▸ DATA FOR THE TASK
⁂

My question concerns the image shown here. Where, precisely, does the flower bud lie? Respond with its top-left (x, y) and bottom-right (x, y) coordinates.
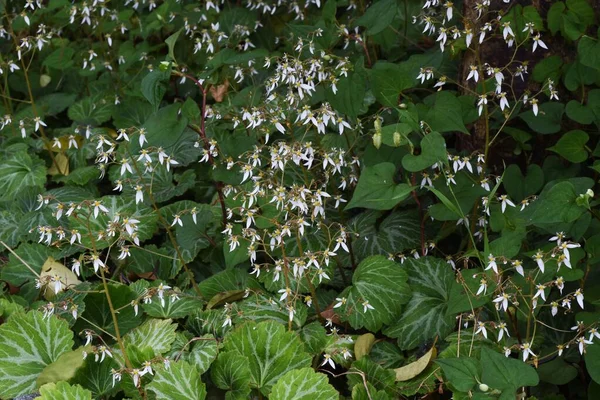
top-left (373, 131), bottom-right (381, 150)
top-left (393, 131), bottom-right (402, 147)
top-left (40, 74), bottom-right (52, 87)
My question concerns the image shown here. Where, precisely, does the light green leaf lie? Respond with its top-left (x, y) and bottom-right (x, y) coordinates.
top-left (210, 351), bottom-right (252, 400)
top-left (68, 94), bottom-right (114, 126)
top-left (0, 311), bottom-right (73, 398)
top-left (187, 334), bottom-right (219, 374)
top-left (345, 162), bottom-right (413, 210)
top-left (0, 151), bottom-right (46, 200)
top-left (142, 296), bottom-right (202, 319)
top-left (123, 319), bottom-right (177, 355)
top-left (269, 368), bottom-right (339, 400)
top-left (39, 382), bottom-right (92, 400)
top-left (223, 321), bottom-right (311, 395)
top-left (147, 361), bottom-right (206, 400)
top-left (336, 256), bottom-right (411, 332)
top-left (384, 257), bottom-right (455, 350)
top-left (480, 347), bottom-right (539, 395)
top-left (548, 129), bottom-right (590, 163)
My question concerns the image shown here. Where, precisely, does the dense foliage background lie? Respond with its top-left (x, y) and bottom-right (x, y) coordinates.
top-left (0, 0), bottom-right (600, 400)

⁂

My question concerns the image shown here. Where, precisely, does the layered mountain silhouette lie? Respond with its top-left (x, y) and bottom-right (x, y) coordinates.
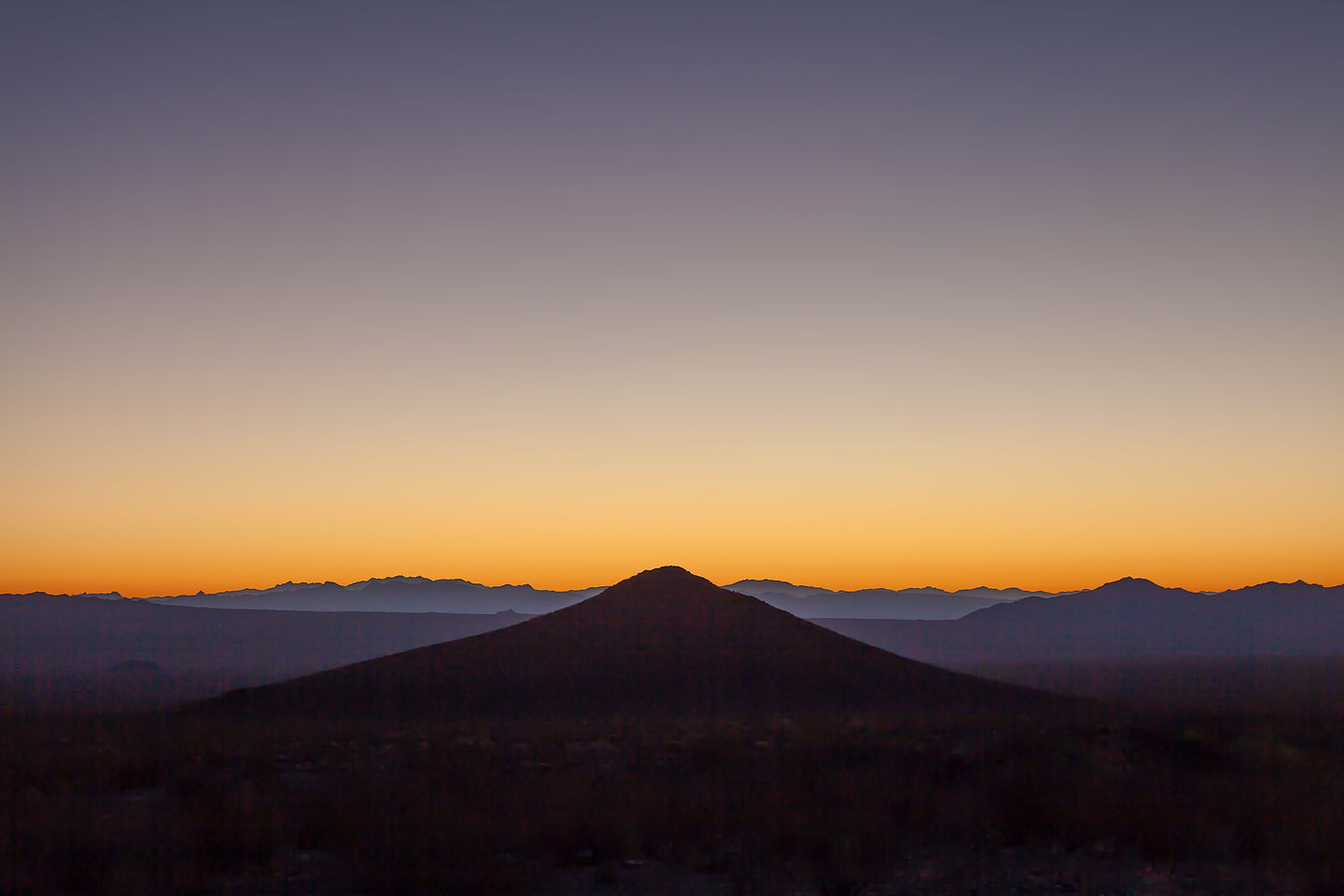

⁂

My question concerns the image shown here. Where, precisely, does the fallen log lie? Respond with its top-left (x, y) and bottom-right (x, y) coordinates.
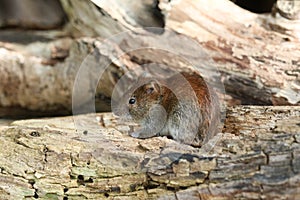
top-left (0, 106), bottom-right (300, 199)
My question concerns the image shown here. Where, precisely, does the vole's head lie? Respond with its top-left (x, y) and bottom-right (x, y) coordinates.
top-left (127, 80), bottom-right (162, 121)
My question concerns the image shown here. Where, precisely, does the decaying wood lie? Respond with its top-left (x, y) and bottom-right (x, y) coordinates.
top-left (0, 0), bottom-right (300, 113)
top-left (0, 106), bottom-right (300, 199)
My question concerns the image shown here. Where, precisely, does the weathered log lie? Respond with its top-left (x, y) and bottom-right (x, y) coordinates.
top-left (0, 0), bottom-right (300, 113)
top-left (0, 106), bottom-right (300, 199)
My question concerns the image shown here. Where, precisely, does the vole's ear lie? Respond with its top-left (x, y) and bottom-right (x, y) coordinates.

⁂

▸ TO BE DONE
Count how many lines in the listing above contain the string "vole". Give only the number.

▸ TASK RESULT
2